§ TEXT FOR ANALYSIS

━━━━━━

Risk management software company

AIR Worldwide was an American risk modeling and data analytics company based in Boston, Massachusetts that was acquired by Verisk Analytics in 2022.

It had customers in insurance, reinsurance, financial services, and government markets. AIR Worldwide specialized in catastrophe modeling software and services to manage the probability of loss from natural catastrophes, terrorism, pandemics, casualty catastrophes, and cyber incidents. After the acquisition these services continued under the name Verisk Extreme Event Solutions.

==History==
Karen Clark, the developer of the first commercial hurricane catastrophe model, founded Applied Insurance Research in 1987, with CATMAP as its first product introduced later that same year. CATMAP provided a catastrophe loss analysis system for treaty insurers and reinsurers in particular. In late August 1992, AIR published results from its U.S. Hurricane Model that estimated insured losses for Hurricane Andrew's landfall in southern Florida could come to surpass $13 billion. The estimate, which was met with skepticism at the time, was later validated by insurance claims and renewed interest in catastrophe modeling for estimating risk due to extreme events "almost overnight." Over ten major insurance companies faced insolvency as a result of Hurricane Andrew alone.

━━━━━━

§ Records from a data source

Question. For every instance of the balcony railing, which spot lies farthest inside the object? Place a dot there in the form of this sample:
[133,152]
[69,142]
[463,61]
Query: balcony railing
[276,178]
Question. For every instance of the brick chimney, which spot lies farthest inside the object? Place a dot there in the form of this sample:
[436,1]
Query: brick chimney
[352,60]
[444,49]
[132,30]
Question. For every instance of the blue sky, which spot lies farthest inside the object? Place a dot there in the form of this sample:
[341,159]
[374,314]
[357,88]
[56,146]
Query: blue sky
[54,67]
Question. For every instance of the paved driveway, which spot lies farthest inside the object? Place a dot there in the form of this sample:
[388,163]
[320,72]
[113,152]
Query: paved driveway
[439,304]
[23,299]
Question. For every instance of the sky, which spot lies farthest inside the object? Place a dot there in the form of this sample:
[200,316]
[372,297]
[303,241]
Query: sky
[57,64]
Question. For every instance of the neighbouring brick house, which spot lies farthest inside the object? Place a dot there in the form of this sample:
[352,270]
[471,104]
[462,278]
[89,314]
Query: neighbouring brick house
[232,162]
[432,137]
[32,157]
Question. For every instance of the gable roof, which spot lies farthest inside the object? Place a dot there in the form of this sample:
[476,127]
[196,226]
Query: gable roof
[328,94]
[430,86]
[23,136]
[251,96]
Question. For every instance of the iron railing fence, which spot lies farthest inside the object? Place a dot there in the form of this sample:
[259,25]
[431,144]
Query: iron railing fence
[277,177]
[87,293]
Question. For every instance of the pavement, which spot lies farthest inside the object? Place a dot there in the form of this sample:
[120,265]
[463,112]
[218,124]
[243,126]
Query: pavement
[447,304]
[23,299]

━━━━━━

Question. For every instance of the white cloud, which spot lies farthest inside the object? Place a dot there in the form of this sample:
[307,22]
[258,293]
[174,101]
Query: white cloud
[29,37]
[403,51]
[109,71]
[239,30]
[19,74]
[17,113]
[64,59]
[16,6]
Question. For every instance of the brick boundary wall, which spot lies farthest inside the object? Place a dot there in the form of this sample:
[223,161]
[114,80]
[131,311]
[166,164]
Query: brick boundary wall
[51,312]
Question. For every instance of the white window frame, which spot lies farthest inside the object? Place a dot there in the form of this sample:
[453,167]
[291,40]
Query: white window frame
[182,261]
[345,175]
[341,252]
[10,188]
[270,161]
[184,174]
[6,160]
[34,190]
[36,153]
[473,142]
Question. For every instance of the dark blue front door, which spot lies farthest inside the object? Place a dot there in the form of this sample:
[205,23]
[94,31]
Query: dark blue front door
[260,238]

━━━━━━

§ BRIEF A
According to the passage about AIR Worldwide, in what year did Karen Clark found Applied Insurance Research?
§ BRIEF B
Please continue the passage about AIR Worldwide from the end of its last sentence.
These records have no connection to the passage about AIR Worldwide.

§ ANSWER A
1987

§ ANSWER B
Applied Insurance Research was privately held until it was acquired by ISO in 2002 and renamed AIR Worldwide; Verisk Analytics later formed as a parent holding company for ISO. Analyze Re, a software analytics provider for the reinsurance and insurance industries, became a part of AIR's operational domain in 2016, and then Arium, a company specializing in liability risk modeling, followed in 2017.

In January 2022, AIR Worldwide transitioned to the Verisk brand and is now Verisk Extreme Event Solutions.

Subsequently, alongside the release of Verisk Synergy Studio, Verisk Extreme Event Solutions rebranded to Verisk Catastrophe & Risk Solutions.